=== Begin Enclosure ===

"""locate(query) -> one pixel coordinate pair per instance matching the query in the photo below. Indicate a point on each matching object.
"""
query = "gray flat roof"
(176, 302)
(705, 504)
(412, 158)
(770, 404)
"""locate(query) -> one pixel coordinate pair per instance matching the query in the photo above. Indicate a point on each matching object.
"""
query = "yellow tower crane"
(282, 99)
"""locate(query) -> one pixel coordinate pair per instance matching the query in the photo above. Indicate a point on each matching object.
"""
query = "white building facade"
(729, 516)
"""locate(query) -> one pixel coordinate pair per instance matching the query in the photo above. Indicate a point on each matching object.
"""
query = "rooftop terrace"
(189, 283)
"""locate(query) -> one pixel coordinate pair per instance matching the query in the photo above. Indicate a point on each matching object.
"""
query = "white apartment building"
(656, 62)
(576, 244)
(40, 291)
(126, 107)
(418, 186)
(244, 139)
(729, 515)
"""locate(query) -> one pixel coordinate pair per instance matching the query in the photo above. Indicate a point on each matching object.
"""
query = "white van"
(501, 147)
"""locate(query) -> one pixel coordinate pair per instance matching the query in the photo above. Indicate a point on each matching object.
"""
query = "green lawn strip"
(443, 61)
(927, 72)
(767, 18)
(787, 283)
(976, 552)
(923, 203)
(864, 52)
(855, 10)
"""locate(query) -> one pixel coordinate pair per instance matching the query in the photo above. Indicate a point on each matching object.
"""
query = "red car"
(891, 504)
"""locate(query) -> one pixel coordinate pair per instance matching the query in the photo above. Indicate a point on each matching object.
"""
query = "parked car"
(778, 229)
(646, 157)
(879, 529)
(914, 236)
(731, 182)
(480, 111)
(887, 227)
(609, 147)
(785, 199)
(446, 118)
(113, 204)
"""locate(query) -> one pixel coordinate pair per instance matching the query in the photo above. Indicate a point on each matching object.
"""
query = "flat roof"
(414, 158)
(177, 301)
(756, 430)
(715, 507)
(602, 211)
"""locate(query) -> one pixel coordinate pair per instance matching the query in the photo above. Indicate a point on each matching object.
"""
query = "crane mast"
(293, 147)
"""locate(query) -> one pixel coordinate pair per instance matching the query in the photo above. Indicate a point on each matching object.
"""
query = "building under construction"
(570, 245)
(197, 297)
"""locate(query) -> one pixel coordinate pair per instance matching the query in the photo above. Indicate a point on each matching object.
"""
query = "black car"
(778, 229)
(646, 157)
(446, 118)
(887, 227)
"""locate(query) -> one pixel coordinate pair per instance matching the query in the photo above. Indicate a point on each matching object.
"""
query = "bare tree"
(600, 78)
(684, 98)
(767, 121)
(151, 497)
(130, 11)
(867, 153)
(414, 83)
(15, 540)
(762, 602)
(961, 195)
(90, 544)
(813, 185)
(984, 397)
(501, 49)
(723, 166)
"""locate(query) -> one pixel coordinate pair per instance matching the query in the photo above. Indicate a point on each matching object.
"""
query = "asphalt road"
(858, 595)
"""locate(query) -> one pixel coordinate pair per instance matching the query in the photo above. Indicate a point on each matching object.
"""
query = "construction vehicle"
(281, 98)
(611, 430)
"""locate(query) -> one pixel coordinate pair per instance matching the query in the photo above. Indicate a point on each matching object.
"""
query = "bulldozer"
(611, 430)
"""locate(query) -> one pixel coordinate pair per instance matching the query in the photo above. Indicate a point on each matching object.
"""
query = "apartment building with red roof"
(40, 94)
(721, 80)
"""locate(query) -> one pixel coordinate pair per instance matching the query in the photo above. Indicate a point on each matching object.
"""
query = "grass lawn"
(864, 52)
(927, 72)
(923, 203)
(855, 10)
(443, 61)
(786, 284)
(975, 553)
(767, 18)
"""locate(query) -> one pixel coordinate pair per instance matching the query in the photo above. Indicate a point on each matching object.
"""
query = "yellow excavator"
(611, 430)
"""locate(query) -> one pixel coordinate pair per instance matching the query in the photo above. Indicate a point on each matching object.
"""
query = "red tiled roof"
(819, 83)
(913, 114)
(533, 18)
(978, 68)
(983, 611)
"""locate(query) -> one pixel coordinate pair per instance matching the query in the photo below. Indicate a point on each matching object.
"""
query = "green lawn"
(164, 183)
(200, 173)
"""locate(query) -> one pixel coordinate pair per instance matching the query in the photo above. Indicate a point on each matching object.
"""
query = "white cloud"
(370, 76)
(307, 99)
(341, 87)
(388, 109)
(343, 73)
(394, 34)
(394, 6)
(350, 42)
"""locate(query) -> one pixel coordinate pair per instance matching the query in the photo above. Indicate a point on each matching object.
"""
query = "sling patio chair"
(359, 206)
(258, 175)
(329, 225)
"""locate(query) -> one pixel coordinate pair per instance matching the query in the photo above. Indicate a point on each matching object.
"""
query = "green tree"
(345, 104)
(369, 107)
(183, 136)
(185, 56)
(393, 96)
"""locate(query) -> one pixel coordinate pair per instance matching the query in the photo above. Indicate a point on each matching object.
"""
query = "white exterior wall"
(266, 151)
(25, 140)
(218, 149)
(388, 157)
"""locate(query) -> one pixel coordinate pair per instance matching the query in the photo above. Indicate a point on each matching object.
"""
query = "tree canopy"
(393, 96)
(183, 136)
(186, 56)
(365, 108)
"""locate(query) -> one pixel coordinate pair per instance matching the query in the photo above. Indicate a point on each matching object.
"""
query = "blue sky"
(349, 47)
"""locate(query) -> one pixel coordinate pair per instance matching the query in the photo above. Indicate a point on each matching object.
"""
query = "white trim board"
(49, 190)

=== End Enclosure ===

## Problem
All the lines above should come back exactly as written.

## Result of this task
"""locate(query) -> one pixel coordinate pair per instance matching the query in the photo below. Indicate a point on each matching object.
"""
query = "gray flat roof"
(176, 302)
(705, 504)
(412, 158)
(770, 404)
"""locate(query) -> one pixel coordinate pair per instance matching the query in the photo above. Indicate a point on each matching object.
"""
query = "yellow tower crane"
(282, 99)
"""locate(query) -> one pixel coordinate pair per instance matching the query in the photo above. Indicate a point on each matching object.
"""
query = "white building facade"
(729, 516)
"""locate(query) -> one pixel coordinate pair per instance matching the query in the photo above. Indicate a point on each matching object.
"""
query = "rooftop terrace"
(189, 283)
"""locate(query) -> one pixel coordinate pair per instance matching the query in the photo above. Indicate a point on each matching object.
"""
query = "white apartment building"
(656, 62)
(576, 244)
(40, 291)
(126, 107)
(418, 186)
(244, 139)
(729, 515)
"""locate(query) -> one pixel coordinate pair per instance matching the query in the photo above. Indicate a point on each matching object.
"""
query = "white van"
(501, 147)
"""locate(query) -> one pixel coordinate pair per instance matching the query in the photo above. Indicate a point on each matching object.
"""
query = "green lawn strip"
(443, 61)
(927, 72)
(767, 18)
(787, 283)
(976, 552)
(923, 203)
(864, 52)
(855, 10)
"""locate(query) -> one pixel coordinate pair per instance matching the query in the photo above. Indicate a point on each matching object.
"""
query = "red car"
(891, 504)
"""locate(query) -> one pixel coordinate pair per instance matching the query in the photo above. Indicate a point on each matching object.
"""
query = "parked car"
(778, 229)
(646, 157)
(879, 529)
(914, 236)
(731, 182)
(480, 111)
(887, 227)
(609, 147)
(785, 199)
(446, 118)
(113, 204)
"""locate(query) -> one pixel coordinate pair per instance matching the query in the photo above. Indicate a point on each matching object.
"""
query = "flat roof"
(414, 158)
(177, 301)
(756, 430)
(715, 507)
(602, 211)
"""locate(query) -> one pixel coordinate pair per instance matching the query in the photo above. Indicate a point on each matching object.
"""
query = "crane mast"
(293, 147)
"""locate(query) -> one pixel coordinate pair per instance matching the query in the photo above. Indicate a point on each matching object.
"""
query = "building under construction"
(570, 245)
(197, 297)
"""locate(query) -> one pixel coordinate pair per instance matching the query in the photo above. Indicate a point on each matching object.
"""
query = "black car"
(778, 229)
(646, 157)
(446, 118)
(887, 227)
"""locate(query) -> one pixel coordinate pair per instance matching the query in the photo above. Indicate a point on each matching object.
"""
query = "bare tree"
(600, 78)
(684, 98)
(767, 121)
(151, 497)
(130, 11)
(867, 153)
(414, 83)
(15, 540)
(762, 602)
(961, 195)
(90, 544)
(813, 185)
(984, 397)
(501, 49)
(723, 166)
"""locate(query) -> one pixel coordinate pair per instance matching the query in the photo above. Indicate a point on each matching object.
"""
query = "asphalt road"
(858, 595)
"""locate(query) -> one pixel coordinate pair per instance matching the query in the photo above. Indicate a point on each matching object.
"""
query = "construction vehicle"
(281, 98)
(611, 430)
"""locate(query) -> one pixel coordinate pair per instance matching the query in the photo above. Indicate a point on each matching object.
"""
query = "bulldozer"
(611, 430)
"""locate(query) -> one pixel coordinate pair per instance matching the query in the photo above. Indicate a point on each matching object.
"""
query = "apartment building with red roof"
(40, 94)
(721, 80)
"""locate(query) -> one pixel coordinate pair per instance matching the query in the photo above. Indicate a point on each matching object.
"""
query = "grass lawn"
(864, 52)
(927, 72)
(923, 203)
(855, 10)
(443, 61)
(786, 284)
(975, 553)
(767, 18)
"""locate(query) -> one pixel coordinate pair per instance matching the query in the photo above. Indicate a point on each matching object.
"""
query = "yellow excavator"
(611, 430)
"""locate(query) -> one pixel coordinate pair per instance matching the query in the photo above. Indicate a point on each matching object.
"""
query = "red tiled roof"
(819, 83)
(913, 114)
(533, 18)
(978, 68)
(983, 611)
"""locate(query) -> one pixel coordinate pair per instance matching the query in the photo below. Indicate a point on each matching object.
"""
query = "green lawn"
(164, 183)
(200, 173)
"""locate(query) -> one pixel coordinate pair per instance matching the query in the photo above. Indicate a point on each matching object.
"""
query = "white cloud"
(370, 76)
(307, 99)
(341, 87)
(388, 109)
(343, 73)
(394, 34)
(394, 6)
(350, 42)
"""locate(query) -> one pixel coordinate pair per instance matching the query in the photo above. Indicate a point on each matching object.
"""
query = "sling patio chair"
(359, 206)
(258, 175)
(329, 225)
"""locate(query) -> one pixel coordinate pair per instance matching the query in the photo above. Indicate a point on each matching object.
"""
query = "green tree"
(345, 104)
(369, 107)
(183, 136)
(185, 56)
(393, 96)
"""locate(query) -> one pixel coordinate pair per instance matching the query in the photo above. Indicate a point on each matching object.
"""
query = "white exterior wall"
(266, 151)
(25, 140)
(218, 149)
(388, 157)
"""locate(query) -> one pixel coordinate pair per instance matching the query in the photo above. Indicate a point on each matching object.
"""
query = "tree canopy"
(393, 96)
(183, 136)
(186, 56)
(365, 108)
"""locate(query) -> one pixel coordinate pair per instance matching the query in the photo above. Indicate a point on each matching object.
"""
query = "blue sky"
(349, 47)
"""locate(query) -> one pixel coordinate pair per instance matching the query in the photo above. Indicate a point on each matching object.
"""
query = "white trim board"
(49, 190)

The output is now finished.